═══ Record excerpts

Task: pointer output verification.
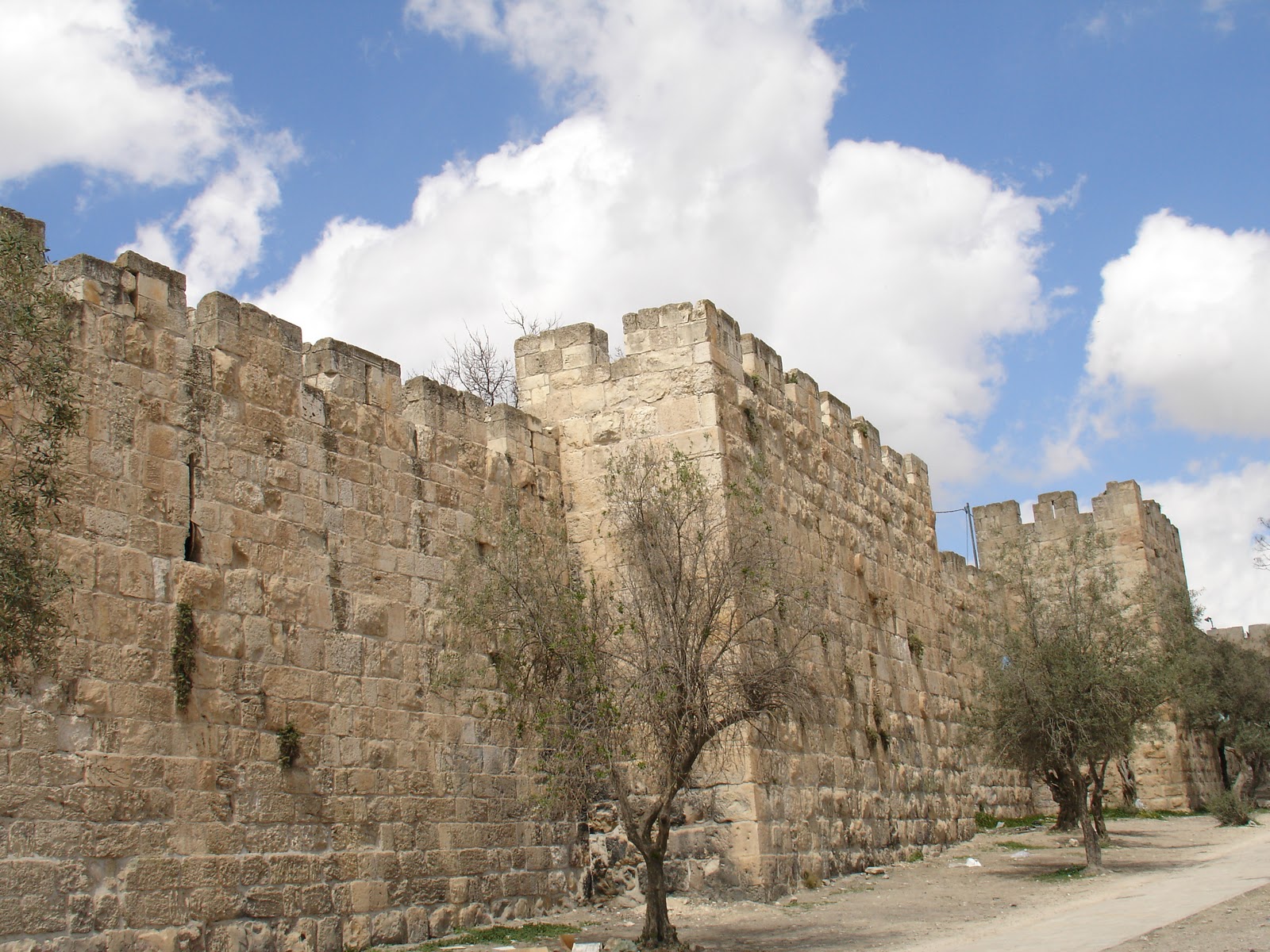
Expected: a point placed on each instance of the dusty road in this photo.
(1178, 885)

══════
═══ Record excerpts

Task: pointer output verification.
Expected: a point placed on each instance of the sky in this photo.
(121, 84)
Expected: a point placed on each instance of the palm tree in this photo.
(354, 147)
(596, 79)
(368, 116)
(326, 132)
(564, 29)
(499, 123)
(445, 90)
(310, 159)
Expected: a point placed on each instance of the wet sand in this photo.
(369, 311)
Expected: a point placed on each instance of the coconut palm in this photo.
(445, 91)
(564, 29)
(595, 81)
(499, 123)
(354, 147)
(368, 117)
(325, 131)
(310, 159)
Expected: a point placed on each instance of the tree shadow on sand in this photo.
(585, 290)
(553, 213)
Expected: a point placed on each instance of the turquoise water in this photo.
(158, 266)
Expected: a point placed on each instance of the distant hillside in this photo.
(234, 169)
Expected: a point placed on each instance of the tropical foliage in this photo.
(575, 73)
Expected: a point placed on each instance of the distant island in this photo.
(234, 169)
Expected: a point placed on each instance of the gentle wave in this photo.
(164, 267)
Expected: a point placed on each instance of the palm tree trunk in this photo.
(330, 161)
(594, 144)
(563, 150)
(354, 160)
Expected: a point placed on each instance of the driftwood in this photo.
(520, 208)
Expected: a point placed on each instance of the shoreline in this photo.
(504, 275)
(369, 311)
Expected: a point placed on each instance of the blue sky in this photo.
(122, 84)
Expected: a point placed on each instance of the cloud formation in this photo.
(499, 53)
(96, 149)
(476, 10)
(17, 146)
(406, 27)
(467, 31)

══════

Your goal:
Show every line of the records above that contains the word "palm". Case counts.

Exercise response:
Expected: a point placed on each instance of the palm tree in this photo.
Expected: a point placed on each instance of the coconut palm in this photo.
Expected: a point placed on each instance of the palm tree trunk in this photo.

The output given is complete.